Work to be completed
In your copy, reproduce the entries exactly as they are, minus the images.

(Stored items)
━━━━━━━━━━━━━━━━━━━━
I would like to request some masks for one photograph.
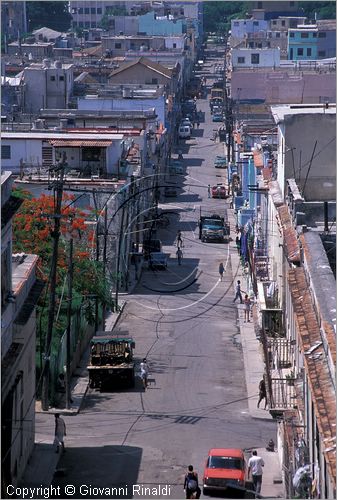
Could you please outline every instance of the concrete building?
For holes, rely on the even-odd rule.
[[[139,136],[140,132],[134,130],[133,134]],[[109,129],[101,129],[99,134],[98,129],[3,132],[2,166],[21,176],[24,173],[42,175],[55,165],[64,151],[69,168],[79,176],[111,177],[118,173],[124,135],[114,134]]]
[[[234,19],[231,21],[231,44],[243,40],[245,36],[266,32],[269,29],[269,21],[259,19]]]
[[[335,62],[312,67],[239,68],[231,73],[231,97],[236,102],[288,104],[336,101]]]
[[[336,105],[272,106],[278,126],[277,179],[295,178],[307,201],[336,195]]]
[[[20,481],[34,447],[35,306],[43,288],[37,255],[12,256],[12,218],[22,200],[12,196],[11,172],[1,174],[1,441],[2,497]]]
[[[37,113],[41,108],[67,108],[73,89],[73,65],[49,59],[24,70],[26,85],[25,112]]]
[[[61,40],[62,33],[52,30],[51,28],[39,28],[33,31],[33,36],[36,42],[52,42],[58,43]]]
[[[250,14],[255,19],[275,19],[279,16],[300,16],[300,2],[250,2]]]
[[[184,50],[186,35],[152,36],[152,35],[115,35],[102,36],[102,49],[112,57],[124,56],[128,51],[161,51]]]
[[[336,21],[322,19],[317,21],[317,57],[325,59],[336,57]]]
[[[269,21],[269,26],[272,31],[286,31],[289,28],[297,28],[299,24],[305,24],[307,18],[300,16],[279,16],[276,19]]]
[[[288,59],[294,61],[315,60],[318,29],[316,25],[302,24],[288,30]]]
[[[236,68],[274,68],[280,65],[280,49],[232,49],[231,66]]]
[[[7,46],[9,56],[20,56],[31,54],[33,59],[42,59],[44,57],[51,57],[53,54],[53,43],[39,42],[39,43],[19,43],[12,42]]]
━━━━━━━━━━━━━━━━━━━━
Reply
I would like to request some masks for one photograph.
Could you please outline every instance of the concrete building?
For holes, rely on the even-odd rule.
[[[139,136],[140,132],[134,130],[133,134]],[[109,129],[101,129],[99,134],[98,129],[3,132],[2,166],[21,176],[24,173],[42,175],[55,165],[64,151],[69,168],[79,176],[111,177],[118,173],[124,135],[114,134]]]
[[[234,19],[231,21],[231,44],[243,40],[245,36],[266,32],[269,29],[269,21],[259,19]]]
[[[335,62],[312,67],[239,68],[231,73],[231,97],[236,102],[288,104],[336,101]]]
[[[336,105],[272,106],[278,126],[277,179],[295,178],[307,201],[336,195]]]
[[[20,481],[34,447],[35,306],[43,288],[37,255],[12,256],[12,218],[22,200],[12,196],[11,172],[1,174],[1,441],[2,497]]]
[[[37,113],[41,108],[67,108],[73,89],[73,65],[49,59],[24,70],[26,85],[25,112]]]
[[[61,40],[62,33],[52,30],[51,28],[39,28],[33,31],[33,36],[36,42],[52,42],[58,43]]]
[[[250,14],[255,19],[275,19],[279,16],[300,16],[300,2],[250,2]]]
[[[184,50],[186,35],[152,36],[152,35],[115,35],[102,36],[102,49],[112,57],[124,56],[128,51],[161,51]]]
[[[336,21],[322,19],[317,21],[317,57],[325,59],[336,57]]]
[[[269,21],[269,26],[272,31],[286,31],[289,28],[297,28],[299,24],[305,24],[307,18],[300,16],[279,16],[276,19]]]
[[[288,59],[294,61],[315,60],[318,29],[316,25],[302,24],[288,30]]]
[[[236,68],[274,68],[280,65],[280,49],[232,49],[231,66]]]
[[[7,46],[9,56],[20,56],[31,54],[33,59],[42,59],[44,57],[51,57],[53,54],[53,43],[39,42],[39,43],[19,43],[12,42]]]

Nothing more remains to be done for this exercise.